* [DATA EXTRACTS]
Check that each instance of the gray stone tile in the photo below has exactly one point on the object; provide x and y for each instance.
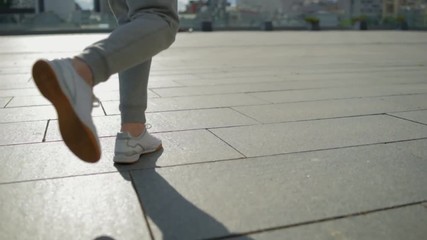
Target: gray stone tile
(114, 95)
(193, 102)
(24, 132)
(26, 101)
(53, 159)
(225, 79)
(270, 86)
(50, 160)
(186, 147)
(403, 223)
(4, 101)
(214, 200)
(418, 116)
(417, 148)
(167, 121)
(106, 126)
(337, 93)
(19, 82)
(333, 108)
(197, 119)
(260, 140)
(34, 113)
(19, 92)
(72, 208)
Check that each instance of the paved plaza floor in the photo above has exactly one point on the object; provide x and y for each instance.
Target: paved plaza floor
(267, 135)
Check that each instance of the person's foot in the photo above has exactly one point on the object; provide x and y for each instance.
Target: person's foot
(129, 149)
(72, 98)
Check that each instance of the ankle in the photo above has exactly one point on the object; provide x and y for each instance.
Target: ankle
(83, 70)
(134, 129)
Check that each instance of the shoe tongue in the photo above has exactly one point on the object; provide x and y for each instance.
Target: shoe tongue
(123, 135)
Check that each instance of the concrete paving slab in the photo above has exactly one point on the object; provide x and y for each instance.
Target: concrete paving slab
(417, 116)
(28, 162)
(225, 79)
(402, 223)
(216, 200)
(53, 159)
(197, 119)
(284, 112)
(72, 208)
(23, 132)
(166, 121)
(267, 86)
(27, 101)
(321, 134)
(34, 113)
(193, 102)
(4, 101)
(199, 102)
(20, 83)
(114, 95)
(106, 126)
(275, 74)
(417, 148)
(340, 93)
(19, 92)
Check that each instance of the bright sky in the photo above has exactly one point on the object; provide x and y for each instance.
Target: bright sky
(88, 4)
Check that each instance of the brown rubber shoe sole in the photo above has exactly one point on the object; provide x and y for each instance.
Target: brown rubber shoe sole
(76, 135)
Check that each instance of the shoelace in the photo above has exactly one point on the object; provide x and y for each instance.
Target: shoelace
(95, 101)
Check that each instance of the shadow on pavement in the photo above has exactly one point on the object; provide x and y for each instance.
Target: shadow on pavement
(171, 213)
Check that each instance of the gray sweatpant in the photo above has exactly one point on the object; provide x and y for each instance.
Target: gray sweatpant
(146, 27)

* [EXERCISE PROMPT] How many lines in the listing above include the word "that"? Respond with the number and nothing else.

* [RESPONSE BELOW] 11